Work request: Retype, word for word, every line of the records below starting at the one that contains "[(144, 581)]" and ending at the one that contains "[(100, 351)]"; include both of those lines and nothing more.

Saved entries
#####
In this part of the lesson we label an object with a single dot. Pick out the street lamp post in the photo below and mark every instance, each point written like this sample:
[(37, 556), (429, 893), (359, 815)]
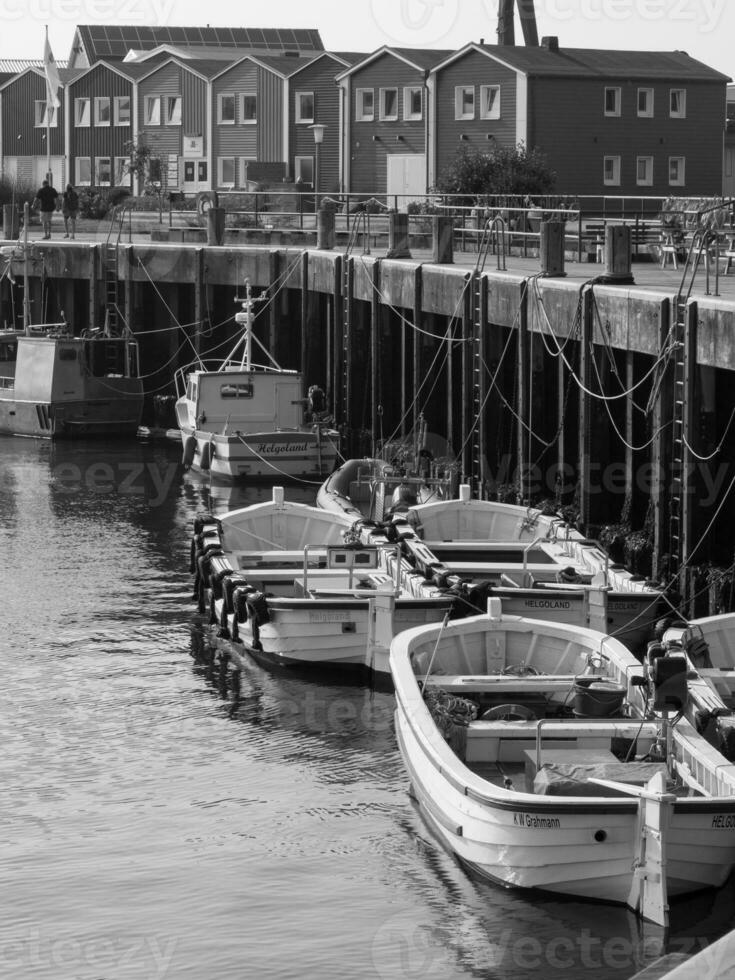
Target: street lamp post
[(318, 131)]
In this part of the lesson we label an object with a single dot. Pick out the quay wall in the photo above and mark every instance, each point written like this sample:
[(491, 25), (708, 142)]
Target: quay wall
[(562, 389)]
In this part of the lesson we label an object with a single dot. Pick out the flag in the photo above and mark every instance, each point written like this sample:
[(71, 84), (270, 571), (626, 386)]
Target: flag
[(53, 82)]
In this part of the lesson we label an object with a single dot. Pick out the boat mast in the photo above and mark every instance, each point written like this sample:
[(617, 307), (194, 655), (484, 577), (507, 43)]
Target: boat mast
[(26, 297)]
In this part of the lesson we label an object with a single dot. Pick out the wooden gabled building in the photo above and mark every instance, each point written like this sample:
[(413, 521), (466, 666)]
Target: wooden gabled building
[(386, 121), (643, 123)]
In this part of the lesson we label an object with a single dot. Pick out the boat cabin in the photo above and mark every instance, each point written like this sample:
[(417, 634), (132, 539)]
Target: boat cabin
[(245, 400)]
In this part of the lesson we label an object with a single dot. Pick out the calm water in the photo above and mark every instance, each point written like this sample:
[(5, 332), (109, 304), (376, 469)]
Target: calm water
[(153, 828)]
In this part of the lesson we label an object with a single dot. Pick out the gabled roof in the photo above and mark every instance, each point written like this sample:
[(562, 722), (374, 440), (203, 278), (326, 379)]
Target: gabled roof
[(422, 59), (592, 63), (105, 41)]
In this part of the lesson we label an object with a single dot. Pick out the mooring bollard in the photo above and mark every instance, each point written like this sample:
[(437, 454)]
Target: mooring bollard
[(325, 228), (551, 250), (443, 239), (398, 236), (215, 226), (618, 254)]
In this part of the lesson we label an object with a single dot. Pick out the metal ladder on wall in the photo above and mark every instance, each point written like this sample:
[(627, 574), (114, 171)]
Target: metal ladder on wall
[(477, 475), (110, 269), (682, 384)]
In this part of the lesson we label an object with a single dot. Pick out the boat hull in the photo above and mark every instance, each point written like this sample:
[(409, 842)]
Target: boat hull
[(553, 847), (285, 454), (116, 414)]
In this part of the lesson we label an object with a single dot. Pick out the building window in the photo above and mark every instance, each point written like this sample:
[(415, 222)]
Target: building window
[(645, 102), (305, 107), (612, 101), (464, 102), (644, 171), (611, 172), (102, 111), (81, 113), (676, 171), (103, 171), (388, 108), (173, 110), (83, 170), (365, 105), (678, 103), (489, 102), (226, 109), (152, 110), (45, 114), (226, 171), (413, 104), (304, 170), (248, 108), (123, 177), (122, 110)]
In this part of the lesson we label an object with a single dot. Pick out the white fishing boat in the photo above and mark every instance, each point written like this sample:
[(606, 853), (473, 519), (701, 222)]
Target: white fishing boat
[(547, 757), (56, 385), (239, 419), (537, 564), (283, 582)]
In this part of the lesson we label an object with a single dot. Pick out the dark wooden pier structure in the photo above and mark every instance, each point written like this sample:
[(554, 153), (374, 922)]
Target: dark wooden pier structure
[(603, 390)]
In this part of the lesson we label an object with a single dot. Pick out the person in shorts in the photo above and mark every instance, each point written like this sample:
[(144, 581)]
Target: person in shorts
[(47, 200), (69, 209)]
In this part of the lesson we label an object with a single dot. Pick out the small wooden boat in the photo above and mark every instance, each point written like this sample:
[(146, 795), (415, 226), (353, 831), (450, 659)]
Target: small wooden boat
[(539, 566), (546, 756), (280, 581), (243, 420), (55, 385)]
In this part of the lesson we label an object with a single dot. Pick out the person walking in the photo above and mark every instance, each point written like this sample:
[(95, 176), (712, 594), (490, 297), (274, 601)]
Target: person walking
[(69, 209), (47, 199)]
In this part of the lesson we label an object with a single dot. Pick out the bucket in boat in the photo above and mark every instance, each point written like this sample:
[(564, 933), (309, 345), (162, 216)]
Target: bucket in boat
[(597, 697)]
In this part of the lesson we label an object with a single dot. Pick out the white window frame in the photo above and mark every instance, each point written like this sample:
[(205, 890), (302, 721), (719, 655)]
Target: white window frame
[(82, 114), (99, 102), (647, 179), (78, 171), (680, 180), (493, 111), (45, 115), (410, 114), (647, 111), (361, 113), (97, 168), (617, 94), (459, 98), (383, 114), (614, 180), (221, 121), (304, 117), (173, 102), (247, 121), (681, 111), (221, 182), (119, 100), (152, 110), (121, 175), (297, 164)]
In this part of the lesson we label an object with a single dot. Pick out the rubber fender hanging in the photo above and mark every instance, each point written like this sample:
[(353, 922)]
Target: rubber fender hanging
[(206, 200), (205, 459), (190, 448)]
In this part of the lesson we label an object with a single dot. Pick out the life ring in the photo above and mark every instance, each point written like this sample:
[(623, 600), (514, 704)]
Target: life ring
[(509, 712), (190, 448), (206, 200), (205, 457)]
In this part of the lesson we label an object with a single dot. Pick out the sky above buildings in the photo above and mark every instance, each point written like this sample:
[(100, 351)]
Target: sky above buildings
[(702, 28)]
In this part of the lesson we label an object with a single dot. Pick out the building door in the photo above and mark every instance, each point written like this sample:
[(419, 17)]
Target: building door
[(196, 176), (406, 177)]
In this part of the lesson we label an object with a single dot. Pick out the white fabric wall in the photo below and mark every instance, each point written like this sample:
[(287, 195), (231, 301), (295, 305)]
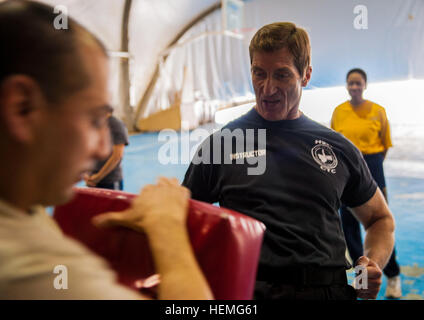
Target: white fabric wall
[(390, 49), (217, 70)]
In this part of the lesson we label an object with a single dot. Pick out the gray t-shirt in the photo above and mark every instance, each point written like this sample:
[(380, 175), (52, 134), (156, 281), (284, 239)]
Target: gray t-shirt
[(119, 135), (39, 262)]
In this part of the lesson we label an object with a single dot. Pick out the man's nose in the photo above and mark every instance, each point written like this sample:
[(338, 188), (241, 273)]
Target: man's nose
[(269, 87)]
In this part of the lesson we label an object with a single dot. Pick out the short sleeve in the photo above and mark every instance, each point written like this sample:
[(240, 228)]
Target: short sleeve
[(360, 186), (201, 176), (386, 138), (333, 120)]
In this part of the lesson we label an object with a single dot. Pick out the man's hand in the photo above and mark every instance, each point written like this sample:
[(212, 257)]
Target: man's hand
[(374, 278), (161, 212), (92, 180), (159, 208)]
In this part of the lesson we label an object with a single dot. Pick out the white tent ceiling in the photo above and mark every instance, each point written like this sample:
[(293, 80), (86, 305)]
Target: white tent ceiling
[(391, 48)]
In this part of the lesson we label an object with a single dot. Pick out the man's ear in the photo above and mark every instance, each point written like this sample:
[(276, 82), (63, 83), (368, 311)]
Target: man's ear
[(307, 76), (20, 105)]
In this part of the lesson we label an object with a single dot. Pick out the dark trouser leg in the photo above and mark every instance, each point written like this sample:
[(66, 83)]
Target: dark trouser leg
[(352, 232), (392, 268)]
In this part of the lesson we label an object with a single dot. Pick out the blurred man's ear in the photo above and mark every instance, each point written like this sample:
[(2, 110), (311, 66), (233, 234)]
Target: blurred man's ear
[(20, 107), (307, 76)]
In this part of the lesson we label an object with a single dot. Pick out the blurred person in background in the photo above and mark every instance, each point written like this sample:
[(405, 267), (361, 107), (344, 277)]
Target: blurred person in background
[(365, 124), (108, 173)]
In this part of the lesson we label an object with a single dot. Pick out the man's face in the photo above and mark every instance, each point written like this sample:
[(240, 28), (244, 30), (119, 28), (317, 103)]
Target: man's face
[(75, 134), (277, 84), (356, 85)]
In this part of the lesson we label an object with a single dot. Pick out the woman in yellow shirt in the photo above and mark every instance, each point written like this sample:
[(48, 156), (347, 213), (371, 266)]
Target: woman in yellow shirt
[(365, 124)]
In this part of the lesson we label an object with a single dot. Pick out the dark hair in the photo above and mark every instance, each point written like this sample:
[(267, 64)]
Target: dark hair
[(279, 35), (357, 70), (30, 45)]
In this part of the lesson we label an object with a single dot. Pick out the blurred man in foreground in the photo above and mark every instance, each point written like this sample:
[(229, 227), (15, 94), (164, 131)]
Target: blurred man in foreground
[(53, 128)]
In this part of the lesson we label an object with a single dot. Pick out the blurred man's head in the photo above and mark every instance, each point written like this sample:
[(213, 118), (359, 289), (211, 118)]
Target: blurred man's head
[(53, 102), (280, 56)]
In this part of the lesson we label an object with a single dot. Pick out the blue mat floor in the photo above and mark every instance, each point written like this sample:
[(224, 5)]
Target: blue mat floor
[(406, 200)]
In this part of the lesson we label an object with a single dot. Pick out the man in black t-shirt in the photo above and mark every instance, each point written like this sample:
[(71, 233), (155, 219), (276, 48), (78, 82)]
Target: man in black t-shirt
[(291, 173), (108, 173)]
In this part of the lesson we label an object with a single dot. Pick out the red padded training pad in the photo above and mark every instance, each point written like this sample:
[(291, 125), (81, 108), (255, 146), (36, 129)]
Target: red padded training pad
[(226, 243)]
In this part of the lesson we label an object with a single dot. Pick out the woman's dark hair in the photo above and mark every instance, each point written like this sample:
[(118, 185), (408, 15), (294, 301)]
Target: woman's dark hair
[(357, 70)]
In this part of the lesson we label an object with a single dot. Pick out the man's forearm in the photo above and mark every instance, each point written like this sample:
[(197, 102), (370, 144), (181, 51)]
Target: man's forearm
[(181, 276), (379, 241)]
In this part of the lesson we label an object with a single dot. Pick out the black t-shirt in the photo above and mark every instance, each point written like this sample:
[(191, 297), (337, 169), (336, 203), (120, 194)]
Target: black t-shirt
[(310, 170), (119, 135)]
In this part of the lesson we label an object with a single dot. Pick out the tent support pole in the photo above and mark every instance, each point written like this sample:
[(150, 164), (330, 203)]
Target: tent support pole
[(124, 81), (146, 96)]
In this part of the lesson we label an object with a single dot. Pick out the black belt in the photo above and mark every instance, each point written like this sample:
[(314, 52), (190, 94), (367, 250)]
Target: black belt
[(304, 276)]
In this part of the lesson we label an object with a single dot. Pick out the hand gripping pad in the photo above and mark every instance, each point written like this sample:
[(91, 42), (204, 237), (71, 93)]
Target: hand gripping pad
[(226, 243)]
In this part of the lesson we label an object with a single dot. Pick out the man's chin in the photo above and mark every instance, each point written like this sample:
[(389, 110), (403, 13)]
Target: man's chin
[(61, 198)]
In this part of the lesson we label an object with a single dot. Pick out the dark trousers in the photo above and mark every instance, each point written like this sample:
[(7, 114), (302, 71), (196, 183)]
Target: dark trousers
[(116, 185), (273, 291), (303, 283), (351, 226)]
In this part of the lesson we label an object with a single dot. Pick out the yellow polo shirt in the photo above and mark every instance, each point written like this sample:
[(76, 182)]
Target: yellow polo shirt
[(366, 126)]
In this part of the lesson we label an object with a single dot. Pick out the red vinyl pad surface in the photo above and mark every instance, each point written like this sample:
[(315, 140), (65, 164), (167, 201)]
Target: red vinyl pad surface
[(226, 243)]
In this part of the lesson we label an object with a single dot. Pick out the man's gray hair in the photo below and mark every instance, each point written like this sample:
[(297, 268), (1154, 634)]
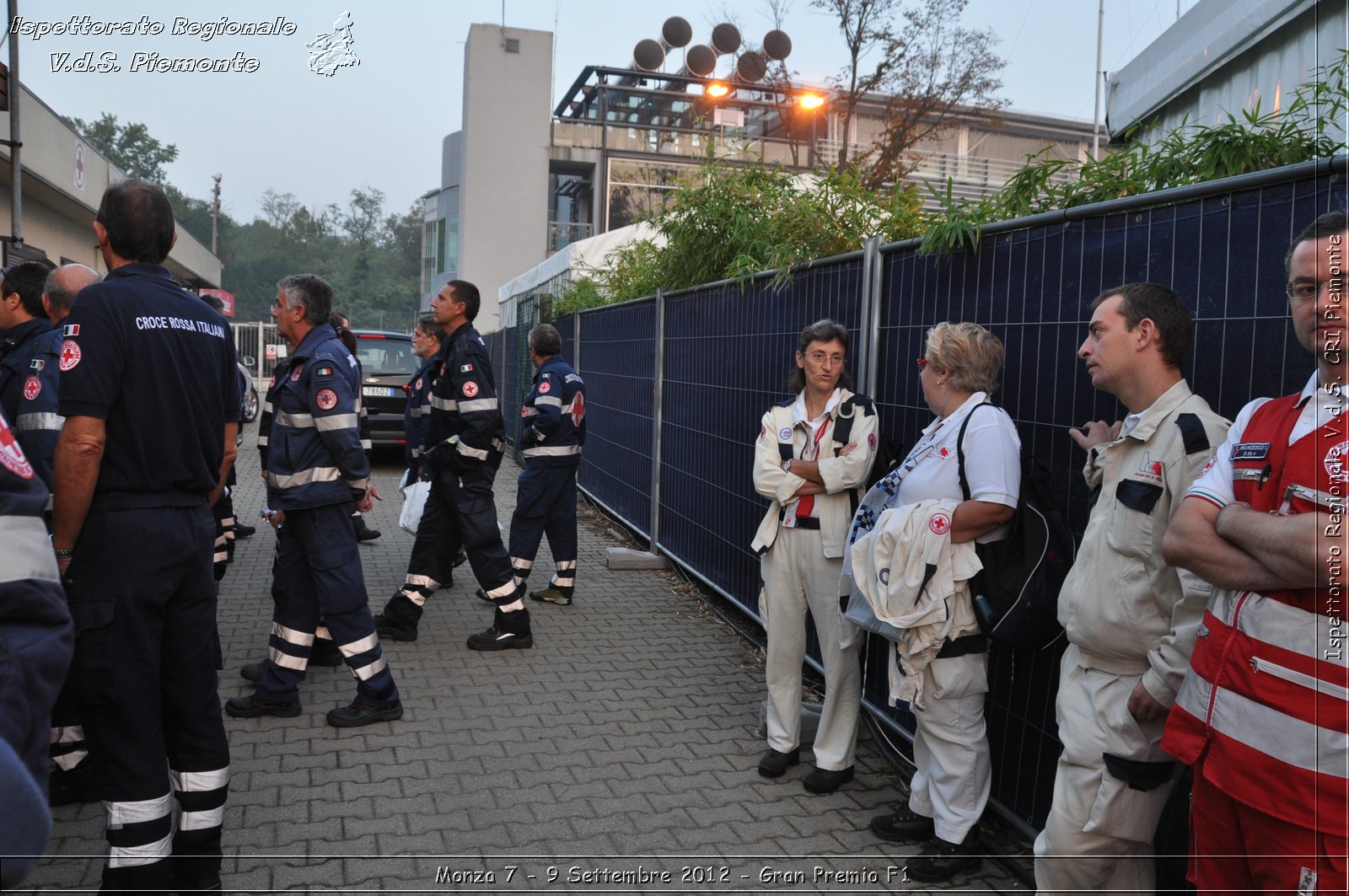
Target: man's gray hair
#####
Response area:
[(144, 581)]
Target: person in shorts
[(47, 200), (69, 209)]
In this part of the lesson we label an object with a single dot. Pick out the small wooden boat in the photo above and mark every instance, each point written like this sample:
[(146, 795), (415, 226), (353, 831), (450, 659)]
Target: small wooden boat
[(539, 566), (546, 756), (280, 581), (243, 420), (55, 385)]
In this part of the lesson we label an object with a single dot. Pick out the person walking in the photo above and mark every instance, each point written like this sample:
[(95, 176), (712, 594), (490, 297), (274, 601)]
Target: person walking
[(69, 209), (47, 199)]
In this part of the lesson we label an object with a single dot. Pick out the bucket in boat in the photo above and mark every instance, each point written like this sample:
[(564, 933), (309, 345), (162, 216)]
Target: bucket in boat
[(597, 697)]
In this part of the lesson we label an object with a single dot. Pick out the white window frame in the photo above and mark every instance, each point written like this sample:
[(205, 890), (302, 721), (719, 655)]
Target: white window frame
[(82, 114), (99, 102), (647, 179), (78, 171), (680, 180), (493, 111), (45, 115), (410, 114), (647, 111), (361, 113), (97, 168), (617, 94), (459, 98), (383, 114), (614, 180), (221, 121), (304, 117), (173, 102), (247, 121), (681, 111), (221, 182), (119, 100), (152, 110), (121, 175), (297, 164)]
In this part of the lesson we label an object with a single dot. Pick out the rubber fender hanging in the photo above and mark every instance, each point written like this sample:
[(353, 922)]
Target: rubber fender hanging
[(206, 200), (205, 459), (190, 448)]
In this part of the lesson we label an object with a single dot. Pick out the life ring in the photo above and mark every instance, each point written like this sample:
[(623, 600), (514, 704)]
Target: life ring
[(509, 712), (190, 448), (206, 200), (205, 457)]
In this part of the lesson we label an object with a single dot. Pick out the sky above buildings in the photo above and mark every instance, each point written like this sample:
[(100, 351)]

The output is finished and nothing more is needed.